─── Task input ───

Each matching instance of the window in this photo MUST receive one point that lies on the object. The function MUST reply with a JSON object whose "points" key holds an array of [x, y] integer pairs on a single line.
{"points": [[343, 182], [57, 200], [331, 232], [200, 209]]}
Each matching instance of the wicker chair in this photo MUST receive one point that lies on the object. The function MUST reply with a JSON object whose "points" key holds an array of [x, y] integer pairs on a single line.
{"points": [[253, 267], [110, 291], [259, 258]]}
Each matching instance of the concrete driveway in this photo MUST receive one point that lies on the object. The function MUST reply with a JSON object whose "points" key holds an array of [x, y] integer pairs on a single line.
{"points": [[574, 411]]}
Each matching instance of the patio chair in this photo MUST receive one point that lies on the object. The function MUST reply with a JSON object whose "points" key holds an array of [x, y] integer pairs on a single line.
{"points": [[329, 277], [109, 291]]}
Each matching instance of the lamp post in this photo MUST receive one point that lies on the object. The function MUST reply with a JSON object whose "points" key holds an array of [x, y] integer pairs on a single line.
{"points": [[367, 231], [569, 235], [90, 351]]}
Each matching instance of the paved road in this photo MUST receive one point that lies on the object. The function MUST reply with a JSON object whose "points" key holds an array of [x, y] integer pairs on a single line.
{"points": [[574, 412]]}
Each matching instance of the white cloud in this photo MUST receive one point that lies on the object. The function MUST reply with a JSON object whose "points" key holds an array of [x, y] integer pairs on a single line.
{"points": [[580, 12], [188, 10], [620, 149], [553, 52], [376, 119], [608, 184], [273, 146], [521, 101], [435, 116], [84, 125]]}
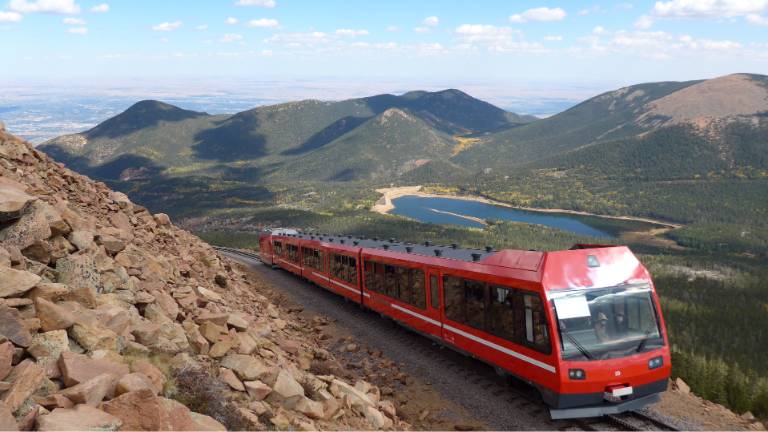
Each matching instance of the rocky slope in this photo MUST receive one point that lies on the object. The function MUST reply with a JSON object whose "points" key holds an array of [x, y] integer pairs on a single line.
{"points": [[113, 319]]}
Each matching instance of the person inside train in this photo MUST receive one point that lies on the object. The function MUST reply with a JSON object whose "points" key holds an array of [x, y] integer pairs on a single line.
{"points": [[601, 325]]}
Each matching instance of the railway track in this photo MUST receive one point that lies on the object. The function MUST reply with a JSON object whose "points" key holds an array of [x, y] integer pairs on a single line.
{"points": [[503, 404]]}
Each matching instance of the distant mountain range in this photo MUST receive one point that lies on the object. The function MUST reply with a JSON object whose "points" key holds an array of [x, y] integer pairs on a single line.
{"points": [[671, 129]]}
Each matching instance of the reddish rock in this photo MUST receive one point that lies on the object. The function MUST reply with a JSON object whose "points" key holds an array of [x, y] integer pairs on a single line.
{"points": [[81, 417], [77, 368], [150, 371], [6, 359], [52, 316], [91, 392], [133, 382], [12, 326], [231, 379], [26, 378], [7, 420], [16, 282], [143, 410]]}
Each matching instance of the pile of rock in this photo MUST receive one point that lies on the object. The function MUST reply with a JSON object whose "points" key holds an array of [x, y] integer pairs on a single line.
{"points": [[107, 310]]}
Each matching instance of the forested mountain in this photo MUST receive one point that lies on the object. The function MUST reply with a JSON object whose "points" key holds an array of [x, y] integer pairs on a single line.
{"points": [[152, 137], [703, 115]]}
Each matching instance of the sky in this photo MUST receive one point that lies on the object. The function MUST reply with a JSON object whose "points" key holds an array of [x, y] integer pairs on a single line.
{"points": [[62, 43]]}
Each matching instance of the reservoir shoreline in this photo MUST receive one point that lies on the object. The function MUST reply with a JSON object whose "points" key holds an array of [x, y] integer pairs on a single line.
{"points": [[384, 205]]}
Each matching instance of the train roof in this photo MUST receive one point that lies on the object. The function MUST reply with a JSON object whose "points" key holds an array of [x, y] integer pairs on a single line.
{"points": [[427, 249]]}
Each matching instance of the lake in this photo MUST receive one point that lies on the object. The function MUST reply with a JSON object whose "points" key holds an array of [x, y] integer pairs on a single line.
{"points": [[438, 211]]}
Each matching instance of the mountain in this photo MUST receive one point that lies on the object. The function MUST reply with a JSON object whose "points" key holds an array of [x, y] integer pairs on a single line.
{"points": [[706, 112], [99, 293], [383, 147], [152, 137]]}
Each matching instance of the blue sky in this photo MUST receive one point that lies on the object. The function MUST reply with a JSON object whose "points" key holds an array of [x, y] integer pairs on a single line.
{"points": [[456, 42]]}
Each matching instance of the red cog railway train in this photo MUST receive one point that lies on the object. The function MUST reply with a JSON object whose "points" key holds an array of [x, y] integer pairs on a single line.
{"points": [[583, 326]]}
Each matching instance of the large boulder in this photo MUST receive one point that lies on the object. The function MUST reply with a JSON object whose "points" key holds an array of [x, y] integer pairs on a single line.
{"points": [[246, 367], [25, 379], [16, 282], [143, 410], [77, 368], [52, 316], [13, 200], [33, 225], [81, 417], [12, 326]]}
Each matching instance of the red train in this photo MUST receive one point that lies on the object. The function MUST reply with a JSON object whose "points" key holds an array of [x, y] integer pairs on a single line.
{"points": [[583, 326]]}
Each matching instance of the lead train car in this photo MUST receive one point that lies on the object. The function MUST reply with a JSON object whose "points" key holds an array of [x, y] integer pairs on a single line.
{"points": [[583, 326]]}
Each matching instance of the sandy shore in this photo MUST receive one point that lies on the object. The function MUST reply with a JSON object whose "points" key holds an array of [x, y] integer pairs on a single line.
{"points": [[384, 205]]}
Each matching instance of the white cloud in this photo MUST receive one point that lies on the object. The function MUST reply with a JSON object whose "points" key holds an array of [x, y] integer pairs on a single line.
{"points": [[44, 6], [73, 21], [230, 37], [264, 23], [351, 32], [432, 21], [644, 22], [260, 3], [708, 8], [100, 8], [496, 39], [757, 20], [539, 14], [167, 26], [10, 16]]}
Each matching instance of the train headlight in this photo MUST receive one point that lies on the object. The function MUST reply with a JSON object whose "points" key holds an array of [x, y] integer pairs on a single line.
{"points": [[656, 362]]}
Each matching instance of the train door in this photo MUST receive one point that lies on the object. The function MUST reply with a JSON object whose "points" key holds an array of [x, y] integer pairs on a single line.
{"points": [[434, 305]]}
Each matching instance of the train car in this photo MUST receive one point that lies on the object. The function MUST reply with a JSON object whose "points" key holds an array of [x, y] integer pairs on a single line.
{"points": [[583, 326]]}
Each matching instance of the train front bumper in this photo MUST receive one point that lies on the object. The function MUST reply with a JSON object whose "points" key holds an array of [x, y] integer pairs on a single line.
{"points": [[581, 405]]}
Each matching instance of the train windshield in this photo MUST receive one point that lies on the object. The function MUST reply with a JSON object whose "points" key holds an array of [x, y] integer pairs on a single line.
{"points": [[604, 323]]}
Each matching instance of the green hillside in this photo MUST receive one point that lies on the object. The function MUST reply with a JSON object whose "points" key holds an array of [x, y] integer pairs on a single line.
{"points": [[384, 147], [153, 138]]}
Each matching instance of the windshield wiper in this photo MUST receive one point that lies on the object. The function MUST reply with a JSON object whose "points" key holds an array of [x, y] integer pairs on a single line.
{"points": [[576, 343], [643, 341]]}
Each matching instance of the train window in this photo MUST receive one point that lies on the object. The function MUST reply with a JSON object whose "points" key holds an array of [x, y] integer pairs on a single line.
{"points": [[501, 313], [474, 293], [312, 258], [536, 333], [390, 282], [293, 253], [434, 291], [402, 283], [418, 292], [453, 294], [344, 267]]}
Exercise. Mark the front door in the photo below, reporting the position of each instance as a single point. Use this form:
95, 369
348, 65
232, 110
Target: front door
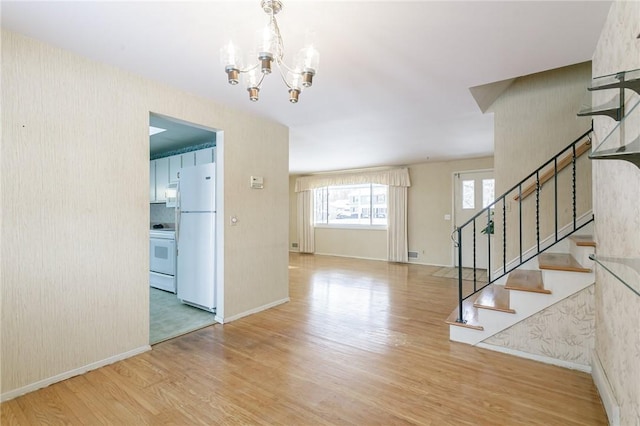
472, 192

───

▶ [Try it]:
Pictures are not part of the copy; output everything else in the records exactly.

▶ [Solution below]:
Each matching instance of the window in this photo MUST receive one point that lies on the object. The function MUST reply with a JSON object whose "points" key holds an array of [x, y] integer pairs on a single line.
{"points": [[343, 182], [57, 200], [331, 232], [200, 209]]}
Each matching instance of the wicker chair in this photo MUST receive one point that lies on the object. The function MUST reply with a JSON object whose "points" key holds an array of [x, y] integer pairs on a single line.
{"points": [[253, 267], [110, 291], [259, 258]]}
Each matching instance of the concrete driveway in this photo MUST receive one point that lies on the object. The function MUST reply with a JSON object whose "points" key holds an array of [x, y] integer pairs on a single line.
{"points": [[574, 411]]}
Each matching instance of the patio chair in this photo MUST receive one point that lies on the object. The function MUST reply with a JSON object whose "points" key holds an array of [x, y] integer pairs on a single line.
{"points": [[329, 277], [109, 291]]}
Each matching instance of the lamp post in this photo MUST receive one point that lies on the object. The function MUST reply with a JSON object whose "points" key holds an array of [x, y] integer pairs on a single line.
{"points": [[367, 231], [569, 235], [90, 351]]}
Each matching instance of the paved road in this photo MUST receive one point that lies on the object. The function MUST reply with a JSON object whose "points" key holds an array of [x, y] integer pairs on a single line.
{"points": [[574, 412]]}
Each matching instance of the white cloud in this photo MUST receive one point that lies on the object. The function MUST reply with a JSON object whose "points" key holds an array of [x, y] integer pairs on a single line.
{"points": [[580, 12], [188, 10], [620, 149], [553, 52], [376, 119], [608, 184], [273, 146], [521, 101], [435, 116], [84, 125]]}
Each matching instance of the rocky slope in this photo MUST receive one point that lies on the object. The function MUST reply with a JSON object whose "points" key holds an array of [x, y] integer pairs on a single line.
{"points": [[113, 319]]}
Each matching instance of the person inside train in this photo MUST receive one point that lies on the object. The function MUST reply with a JSON object whose "points" key holds an array of [x, y] integer pairs on a single line.
{"points": [[601, 325]]}
Each matching instance of the railway track in this photo MUST receive one point that lies on the object. The function MUST reply with a JSON object whose "points" key holds an array of [x, y] integer pairs on a single line.
{"points": [[503, 404]]}
Each matching instance of the distant mountain range in this photo MUST receive one point that lies on the object. The function MUST reply with a JSON object whose "points" key holds an array of [x, y] integer pairs on a single line.
{"points": [[671, 129]]}
Each matching instance of the reddish rock in this photo MUST receive one point that lies on the object. The function MUST reply with a JSON object whose "points" key holds an array of [x, y] integer pairs on a single line.
{"points": [[81, 417], [77, 368], [150, 371], [6, 359], [52, 316], [91, 392], [133, 382], [12, 326], [231, 379], [26, 378], [7, 420], [16, 282], [143, 410]]}
Each matching instance of the pile of rock in this photo MUST receive one point that lies on the object. The function MUST reply with a JSON object whose "points" key holds an array of [x, y] integer pairs on a single line.
{"points": [[107, 310]]}
Each matching instance of the forested mountain in this photo MUST receive one point that lies on the object. The function MUST reply with a JSON object whose "points" key holds an array of [x, y] integer pairs on a single line.
{"points": [[152, 137], [703, 115]]}
Each matching instance of the sky in this photo MUST receive one point that lies on the object. The function MUST reply with a JSON object whose "points" key holds an array of [x, y] integer pairs on a single line.
{"points": [[62, 43]]}
Each matching instance of the reservoir shoreline in this photo MUST receive one point that lies on the object. The function MUST reply with a JSON object whose "points" key holds an array of [x, y] integer pairs on a single line.
{"points": [[384, 205]]}
Each matching instance of the train roof in this photo MUST receive one point that lies on the object. The function MUST reply with a JSON object whose "points" key holds an array of [x, y] integer pairs on a single line.
{"points": [[427, 249]]}
Each matching instance of the lake in this photo MUST receive one point that lies on the object. The function MUST reply with a JSON object whose "points" key holds an array of [x, y] integer pairs on a single line.
{"points": [[438, 211]]}
Each matching instance of the mountain in this photo MUST receive one point that lies on the object. The function MUST reply with a JSON object whose "points" key holds an array of [x, y] integer pairs on a single line.
{"points": [[706, 112], [99, 293], [383, 147], [152, 137]]}
Each matching instance of the blue sky in this photo MUST receive one point that lies on the object. The function MUST reply with a JSON object whose "points" key holds an array of [x, y] integer pairs on a single line.
{"points": [[456, 42]]}
Each matching instance of the red cog railway train in this photo MUST receive one point that lies on the object. The function MUST reply with a JSON object whose "points" key holds an array of [x, y] integer pairs on a single line.
{"points": [[583, 326]]}
Each matching instance of the large boulder in this photo MUST receive one point that lies on the object. The function MUST reply with a JSON object whose "points" key holds an array of [x, y] integer pairs on a single line.
{"points": [[246, 367], [25, 379], [16, 282], [143, 410], [77, 368], [52, 316], [13, 200], [33, 225], [81, 417], [12, 326]]}
Each matching instance of the red train in this photo MUST receive one point that lies on the object. The function MUST reply with a JSON object whose "points" key holds an array of [x, y] integer pairs on a single line.
{"points": [[583, 326]]}
Each matching instance of the lead train car in this photo MUST receive one point that lies on the object. The function MUST reply with a JSON object whose "points" key holds an array of [x, y] integer pairs on a single line.
{"points": [[583, 326]]}
Each matching instance of the sandy shore in this photo MUST receive one point that lies on the object. The function MUST reply with a JSON object whose "points" key holds an array of [x, y] integer pairs on a single line.
{"points": [[384, 205]]}
Each matching instance of the white cloud in this photo MUST receive one point that lies on the object. The function MUST reply with a JSON object whose "points" key holds an array of [x, y] integer pairs on a single line.
{"points": [[44, 6], [73, 21], [230, 37], [264, 23], [351, 32], [432, 21], [644, 22], [260, 3], [708, 8], [100, 8], [496, 39], [757, 20], [539, 14], [167, 26], [10, 16]]}
Each matching instance of the train headlight in this photo MUST receive one point that lies on the object. The function MUST reply with a JSON object whose "points" key holds an array of [x, y] integer pairs on a single line.
{"points": [[656, 362]]}
Each matching instance of the train door in this photo MUST receive one point that lies on the object. The function MUST reply with a JSON object whose "points" key holds an array of [x, y] integer pairs on a single line.
{"points": [[434, 305]]}
Each matching instance of the train car in this photo MUST receive one point that lies on the object. The function MUST reply with a JSON object whose "points" key holds an array of [x, y] integer pairs on a single line.
{"points": [[583, 326]]}
Each matching instance of the train front bumper in this photo MUST receive one point that lies on the object. The function MUST reply with a JSON object whose "points" key holds an array of [x, y] integer pairs on a single line.
{"points": [[581, 405]]}
Each matching instance of the train windshield in this photo MUST receive one point that lies on the object. The function MUST reply with a JSON object whose "points" key holds an array of [x, y] integer pairs on a single line.
{"points": [[604, 323]]}
Each matching instance of the green hillside in this photo MUST receive one point that lies on the object. The function MUST reply with a JSON object whose "points" key holds an array of [x, y] integer pairs on a single line.
{"points": [[384, 147], [153, 138]]}
Each matching instance of the windshield wiper in this photo MUST receive one point that lies on the object. The function MUST reply with a JSON object whose "points" key holds an array of [x, y] integer pairs on a single line.
{"points": [[576, 343], [643, 341]]}
Each matching instance of the train window in this photo MUST receive one point that lies on the object. The function MUST reply with a JSON object whose "points" key holds an array of [x, y] integer pairs on a single line.
{"points": [[501, 313], [474, 293], [312, 258], [536, 333], [390, 282], [293, 253], [434, 291], [402, 283], [418, 292], [453, 294], [344, 267]]}
Exercise. Mark the front door in the photo below, reporting the position of each instance as a single point. Use this form:
95, 369
348, 65
232, 110
Target: front door
472, 192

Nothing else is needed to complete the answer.